(Stored data entries)
------------

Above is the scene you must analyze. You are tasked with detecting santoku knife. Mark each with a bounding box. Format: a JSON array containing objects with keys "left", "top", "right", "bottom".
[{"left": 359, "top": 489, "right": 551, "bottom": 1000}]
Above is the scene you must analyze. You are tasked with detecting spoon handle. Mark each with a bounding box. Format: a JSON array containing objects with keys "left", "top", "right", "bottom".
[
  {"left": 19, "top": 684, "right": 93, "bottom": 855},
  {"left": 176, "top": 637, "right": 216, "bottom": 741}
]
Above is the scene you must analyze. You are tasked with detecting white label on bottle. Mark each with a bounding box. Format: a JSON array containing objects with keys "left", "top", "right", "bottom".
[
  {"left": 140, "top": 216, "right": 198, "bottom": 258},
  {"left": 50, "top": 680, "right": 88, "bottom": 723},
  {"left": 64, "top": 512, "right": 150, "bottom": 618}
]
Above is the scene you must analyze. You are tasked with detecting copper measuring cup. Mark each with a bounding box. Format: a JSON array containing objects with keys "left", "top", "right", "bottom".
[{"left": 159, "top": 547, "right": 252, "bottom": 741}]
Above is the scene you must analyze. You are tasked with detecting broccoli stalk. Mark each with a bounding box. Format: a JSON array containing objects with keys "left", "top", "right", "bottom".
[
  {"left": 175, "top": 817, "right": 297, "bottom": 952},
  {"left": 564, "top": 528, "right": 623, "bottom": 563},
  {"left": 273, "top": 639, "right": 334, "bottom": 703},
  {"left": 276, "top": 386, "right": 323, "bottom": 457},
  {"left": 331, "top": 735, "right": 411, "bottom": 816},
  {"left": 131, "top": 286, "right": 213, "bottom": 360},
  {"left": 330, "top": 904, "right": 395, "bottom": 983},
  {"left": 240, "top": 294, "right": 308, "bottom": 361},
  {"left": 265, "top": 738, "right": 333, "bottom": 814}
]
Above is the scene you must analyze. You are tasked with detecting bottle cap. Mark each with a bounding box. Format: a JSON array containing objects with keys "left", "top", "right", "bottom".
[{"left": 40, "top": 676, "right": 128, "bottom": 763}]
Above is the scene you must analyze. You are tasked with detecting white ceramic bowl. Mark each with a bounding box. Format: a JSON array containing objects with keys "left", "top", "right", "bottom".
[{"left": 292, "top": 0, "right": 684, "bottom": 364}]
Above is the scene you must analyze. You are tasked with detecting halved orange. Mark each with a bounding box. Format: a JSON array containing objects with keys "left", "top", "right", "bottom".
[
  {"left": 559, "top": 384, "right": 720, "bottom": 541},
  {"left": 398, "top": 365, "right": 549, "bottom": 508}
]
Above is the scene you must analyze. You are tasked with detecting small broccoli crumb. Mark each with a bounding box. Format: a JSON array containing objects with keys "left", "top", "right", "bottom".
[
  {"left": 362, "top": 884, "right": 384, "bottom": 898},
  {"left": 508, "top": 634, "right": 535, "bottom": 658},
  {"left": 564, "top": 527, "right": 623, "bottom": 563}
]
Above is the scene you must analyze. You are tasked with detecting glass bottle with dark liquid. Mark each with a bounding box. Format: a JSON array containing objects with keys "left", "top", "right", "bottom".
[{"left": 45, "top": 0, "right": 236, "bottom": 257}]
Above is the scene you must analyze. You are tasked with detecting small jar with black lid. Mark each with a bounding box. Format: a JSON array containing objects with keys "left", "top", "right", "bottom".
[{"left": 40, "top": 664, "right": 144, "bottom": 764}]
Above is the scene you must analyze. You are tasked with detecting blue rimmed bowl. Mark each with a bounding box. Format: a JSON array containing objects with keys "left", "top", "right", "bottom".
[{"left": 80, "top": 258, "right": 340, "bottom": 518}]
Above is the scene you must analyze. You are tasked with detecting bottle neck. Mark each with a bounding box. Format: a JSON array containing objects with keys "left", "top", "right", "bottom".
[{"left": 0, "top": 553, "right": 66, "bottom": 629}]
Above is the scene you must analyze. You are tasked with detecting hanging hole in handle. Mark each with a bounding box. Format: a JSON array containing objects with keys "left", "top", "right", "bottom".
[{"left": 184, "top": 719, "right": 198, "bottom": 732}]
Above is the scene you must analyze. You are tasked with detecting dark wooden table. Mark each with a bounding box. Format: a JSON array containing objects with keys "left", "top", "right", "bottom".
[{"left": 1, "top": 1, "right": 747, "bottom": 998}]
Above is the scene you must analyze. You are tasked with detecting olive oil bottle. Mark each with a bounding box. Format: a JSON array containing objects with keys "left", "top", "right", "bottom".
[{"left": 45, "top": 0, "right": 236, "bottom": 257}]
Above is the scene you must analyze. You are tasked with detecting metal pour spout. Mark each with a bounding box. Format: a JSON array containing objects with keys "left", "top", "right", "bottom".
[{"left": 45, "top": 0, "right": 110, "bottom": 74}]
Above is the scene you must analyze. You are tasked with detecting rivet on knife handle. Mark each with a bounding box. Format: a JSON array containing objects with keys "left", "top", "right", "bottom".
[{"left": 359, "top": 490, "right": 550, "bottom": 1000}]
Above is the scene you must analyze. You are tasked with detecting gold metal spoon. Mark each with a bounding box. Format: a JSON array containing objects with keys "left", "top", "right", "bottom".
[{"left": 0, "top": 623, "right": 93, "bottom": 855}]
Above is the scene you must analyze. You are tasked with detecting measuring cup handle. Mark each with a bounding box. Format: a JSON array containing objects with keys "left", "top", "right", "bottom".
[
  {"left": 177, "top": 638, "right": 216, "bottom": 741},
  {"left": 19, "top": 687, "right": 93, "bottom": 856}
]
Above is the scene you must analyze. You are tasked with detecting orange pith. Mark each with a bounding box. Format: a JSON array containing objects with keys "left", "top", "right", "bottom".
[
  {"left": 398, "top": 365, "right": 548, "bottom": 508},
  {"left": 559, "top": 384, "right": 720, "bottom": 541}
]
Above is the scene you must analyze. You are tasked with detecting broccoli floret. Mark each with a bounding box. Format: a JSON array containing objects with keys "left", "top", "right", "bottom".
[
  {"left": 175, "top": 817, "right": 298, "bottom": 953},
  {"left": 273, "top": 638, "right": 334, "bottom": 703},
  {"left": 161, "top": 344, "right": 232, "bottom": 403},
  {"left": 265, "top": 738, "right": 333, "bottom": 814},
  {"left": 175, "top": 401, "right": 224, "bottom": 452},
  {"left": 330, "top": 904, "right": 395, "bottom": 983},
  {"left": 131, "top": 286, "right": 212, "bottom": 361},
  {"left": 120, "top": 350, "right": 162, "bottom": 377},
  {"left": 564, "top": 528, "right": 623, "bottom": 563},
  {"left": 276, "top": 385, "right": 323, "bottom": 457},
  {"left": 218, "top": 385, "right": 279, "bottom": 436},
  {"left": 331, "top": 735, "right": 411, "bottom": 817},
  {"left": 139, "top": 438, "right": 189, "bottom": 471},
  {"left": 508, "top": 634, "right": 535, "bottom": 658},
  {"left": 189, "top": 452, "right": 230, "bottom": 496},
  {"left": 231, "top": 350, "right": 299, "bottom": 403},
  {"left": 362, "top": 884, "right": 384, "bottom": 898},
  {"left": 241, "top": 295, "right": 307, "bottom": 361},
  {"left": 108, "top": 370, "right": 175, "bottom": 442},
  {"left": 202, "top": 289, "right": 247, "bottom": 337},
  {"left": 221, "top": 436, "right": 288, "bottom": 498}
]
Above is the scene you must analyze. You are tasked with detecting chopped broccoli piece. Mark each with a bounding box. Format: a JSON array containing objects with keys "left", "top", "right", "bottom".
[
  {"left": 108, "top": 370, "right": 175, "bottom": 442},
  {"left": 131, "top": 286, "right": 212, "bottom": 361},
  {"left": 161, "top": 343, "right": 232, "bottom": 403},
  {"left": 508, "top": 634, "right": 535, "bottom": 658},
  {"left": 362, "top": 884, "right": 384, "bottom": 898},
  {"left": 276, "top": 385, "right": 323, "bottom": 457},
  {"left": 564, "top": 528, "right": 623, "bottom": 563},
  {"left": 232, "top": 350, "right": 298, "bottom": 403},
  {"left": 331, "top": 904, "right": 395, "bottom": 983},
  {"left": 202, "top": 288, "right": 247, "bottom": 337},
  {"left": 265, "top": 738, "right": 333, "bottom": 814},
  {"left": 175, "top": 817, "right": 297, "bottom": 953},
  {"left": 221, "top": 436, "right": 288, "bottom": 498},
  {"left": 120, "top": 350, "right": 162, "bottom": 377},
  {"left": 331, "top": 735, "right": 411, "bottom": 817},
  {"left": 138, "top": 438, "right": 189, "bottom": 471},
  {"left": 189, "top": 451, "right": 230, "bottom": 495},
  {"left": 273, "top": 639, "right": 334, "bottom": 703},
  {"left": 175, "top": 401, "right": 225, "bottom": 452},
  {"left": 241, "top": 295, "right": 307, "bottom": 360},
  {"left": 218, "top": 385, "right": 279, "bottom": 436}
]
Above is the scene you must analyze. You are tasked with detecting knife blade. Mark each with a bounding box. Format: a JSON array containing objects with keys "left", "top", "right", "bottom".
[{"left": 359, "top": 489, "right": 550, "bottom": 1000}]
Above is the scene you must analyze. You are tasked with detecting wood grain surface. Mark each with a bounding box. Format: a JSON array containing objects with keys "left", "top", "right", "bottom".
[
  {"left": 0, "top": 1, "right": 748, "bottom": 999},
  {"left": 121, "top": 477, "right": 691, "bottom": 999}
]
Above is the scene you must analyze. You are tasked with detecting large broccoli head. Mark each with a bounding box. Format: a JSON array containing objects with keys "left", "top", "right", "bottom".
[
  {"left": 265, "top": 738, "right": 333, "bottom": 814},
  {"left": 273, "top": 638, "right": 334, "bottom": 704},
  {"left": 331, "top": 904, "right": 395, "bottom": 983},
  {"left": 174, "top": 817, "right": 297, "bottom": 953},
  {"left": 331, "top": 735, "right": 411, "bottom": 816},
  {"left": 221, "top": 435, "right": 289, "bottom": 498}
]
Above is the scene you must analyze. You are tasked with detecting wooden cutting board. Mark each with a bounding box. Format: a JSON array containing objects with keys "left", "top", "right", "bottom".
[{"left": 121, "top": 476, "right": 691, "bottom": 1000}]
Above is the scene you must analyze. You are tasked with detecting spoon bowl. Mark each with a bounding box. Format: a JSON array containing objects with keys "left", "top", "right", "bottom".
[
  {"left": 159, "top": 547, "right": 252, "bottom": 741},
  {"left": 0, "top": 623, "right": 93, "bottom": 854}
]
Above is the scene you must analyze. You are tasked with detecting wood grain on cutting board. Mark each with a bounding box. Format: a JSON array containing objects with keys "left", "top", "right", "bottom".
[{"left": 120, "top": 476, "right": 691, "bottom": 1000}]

------------

-- EXERCISE --
Only this range is to be output: the line that contains "with detecting large" through the last line of the records above, both inclusive.

-- ANSWER --
Above is the scene you must analyze. You are tasked with detecting large broccoli head. Mark each with a bounding box. Format: a JSON array containing objects with keys "left", "top", "right", "bottom".
[
  {"left": 265, "top": 738, "right": 333, "bottom": 814},
  {"left": 273, "top": 638, "right": 334, "bottom": 704},
  {"left": 331, "top": 904, "right": 395, "bottom": 983},
  {"left": 174, "top": 817, "right": 297, "bottom": 953},
  {"left": 331, "top": 735, "right": 411, "bottom": 816},
  {"left": 221, "top": 435, "right": 289, "bottom": 498}
]
Above is the scene you must analyze. You are tasked with detecting wooden cutting board. Mark each with a bounding box. Format: a JSON array containing objects with keys "left", "top", "right", "bottom".
[{"left": 121, "top": 476, "right": 691, "bottom": 1000}]
Above is the scene you must analyze. You are tasked with detecting spoon bowl. Mark each with a bounding box. Format: a JSON array containing objects with keys "left", "top", "right", "bottom".
[
  {"left": 159, "top": 547, "right": 252, "bottom": 741},
  {"left": 0, "top": 623, "right": 93, "bottom": 854}
]
Above is the scene you must analyze. You are tasked with detecting wood grain on cutting board. Mark each with a bounding box. Format: a JSON array containing objects with keys "left", "top", "right", "bottom".
[{"left": 120, "top": 476, "right": 691, "bottom": 1000}]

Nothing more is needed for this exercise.